__Task statement__
Could you copy, word for word, only the lines from the one containing "In the photo above, where can the rectangular" through the last line of the records below, both included?

__Information shown__
▬▬▬▬▬▬▬▬▬▬
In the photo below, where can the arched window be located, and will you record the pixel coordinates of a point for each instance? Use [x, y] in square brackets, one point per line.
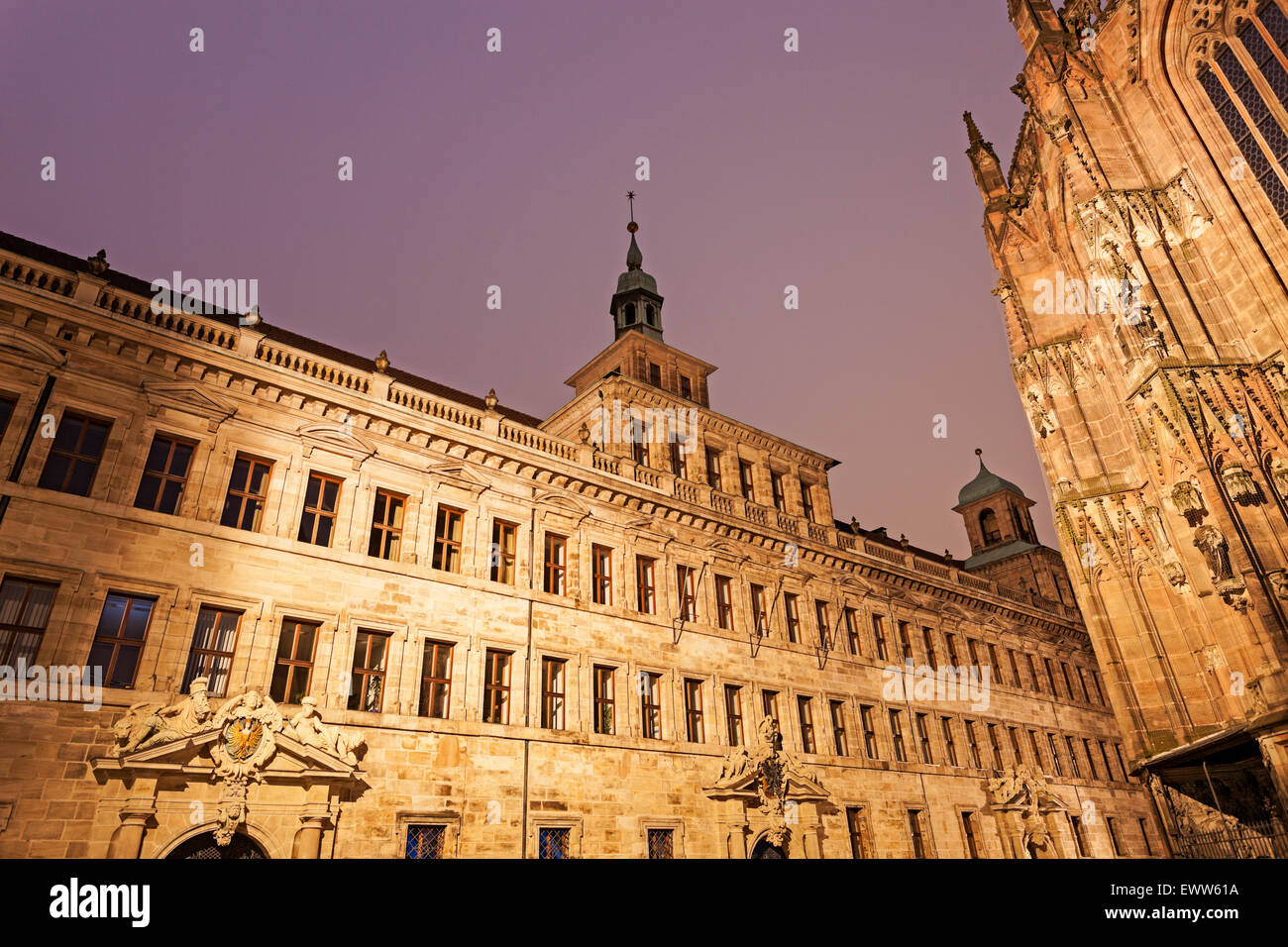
[1245, 80]
[988, 526]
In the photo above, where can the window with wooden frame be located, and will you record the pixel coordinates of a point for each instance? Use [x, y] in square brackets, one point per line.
[165, 474]
[713, 479]
[75, 454]
[807, 500]
[651, 705]
[214, 642]
[794, 618]
[805, 715]
[867, 718]
[601, 575]
[694, 728]
[746, 482]
[501, 557]
[436, 681]
[686, 581]
[724, 602]
[368, 680]
[758, 609]
[386, 523]
[321, 499]
[496, 685]
[555, 565]
[927, 754]
[25, 605]
[248, 493]
[123, 625]
[605, 698]
[840, 741]
[776, 486]
[449, 528]
[645, 590]
[824, 630]
[945, 725]
[292, 668]
[851, 630]
[553, 692]
[897, 735]
[733, 714]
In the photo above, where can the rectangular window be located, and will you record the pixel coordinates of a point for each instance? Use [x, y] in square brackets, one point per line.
[973, 745]
[214, 641]
[496, 686]
[644, 583]
[838, 740]
[897, 735]
[713, 470]
[1073, 757]
[745, 480]
[554, 843]
[555, 567]
[854, 822]
[724, 602]
[447, 539]
[661, 843]
[694, 710]
[119, 641]
[436, 681]
[1078, 839]
[684, 579]
[601, 575]
[969, 831]
[776, 484]
[370, 652]
[805, 711]
[870, 732]
[927, 639]
[824, 630]
[918, 844]
[927, 754]
[1144, 834]
[502, 557]
[758, 609]
[651, 705]
[75, 455]
[1055, 755]
[248, 493]
[733, 714]
[425, 840]
[794, 618]
[605, 699]
[294, 665]
[1113, 836]
[945, 724]
[165, 474]
[385, 540]
[317, 521]
[553, 692]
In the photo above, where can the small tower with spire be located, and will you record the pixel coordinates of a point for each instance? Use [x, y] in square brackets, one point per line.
[636, 305]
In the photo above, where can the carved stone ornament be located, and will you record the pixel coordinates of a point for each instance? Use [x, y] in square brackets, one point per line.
[1239, 483]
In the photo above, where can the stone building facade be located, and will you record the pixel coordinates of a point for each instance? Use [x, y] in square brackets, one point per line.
[343, 611]
[1141, 247]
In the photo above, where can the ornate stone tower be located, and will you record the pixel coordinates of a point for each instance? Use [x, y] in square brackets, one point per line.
[1140, 240]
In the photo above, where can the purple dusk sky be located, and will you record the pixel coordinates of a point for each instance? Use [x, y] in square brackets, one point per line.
[472, 169]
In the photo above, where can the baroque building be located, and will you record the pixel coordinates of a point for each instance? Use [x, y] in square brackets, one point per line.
[1140, 239]
[344, 611]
▬▬▬▬▬▬▬▬▬▬
__Correct result__
In the photo above, where can the rectangular window be located, and will you record the pixel coordinates of a point for each instance? Use [x, y] in square brackets, one point per line.
[973, 745]
[214, 641]
[496, 686]
[644, 583]
[838, 740]
[897, 735]
[713, 470]
[1073, 757]
[745, 480]
[554, 843]
[555, 567]
[854, 822]
[724, 602]
[447, 539]
[661, 843]
[694, 710]
[119, 641]
[436, 681]
[1078, 839]
[684, 579]
[601, 575]
[969, 831]
[776, 484]
[370, 652]
[805, 711]
[870, 732]
[927, 639]
[824, 630]
[918, 844]
[927, 754]
[1144, 834]
[502, 557]
[758, 609]
[651, 705]
[75, 455]
[1055, 755]
[248, 493]
[733, 714]
[425, 840]
[794, 618]
[605, 699]
[294, 665]
[1113, 836]
[945, 724]
[165, 474]
[385, 540]
[317, 521]
[553, 692]
In the photo above, where can the small tower with spire be located, and will you record the pixel coordinates of a point for each instance? Use [x, y] in square brackets, one point per line.
[636, 305]
In the photo above, where can the carved stone ornament be located, and will you record the pixel coordinates of a point for each instance? Use [x, y] in square brackets, one point per line.
[1239, 483]
In the photo above, where can the stone building facade be located, and will you record the pixel coordinates of a point for each instance? Use [x, y] in square brackets, one point per line.
[343, 611]
[1141, 247]
In the photo above, where can the ornate stone tower be located, and will you record the pixel coordinates of a point for each instance? Use [x, y] in square brackets, one point per line.
[1140, 240]
In the photo above, where can the purple dusk sky be located, and will you record the pixel coordinates of a point for each instance? Use [x, y] in square brackets, one point per line.
[472, 169]
In the photo above, where can the baroque building be located, and will you record the pixel coordinates of a point for each instance? Use [x, y] in square brackets, one point per line.
[1140, 239]
[344, 611]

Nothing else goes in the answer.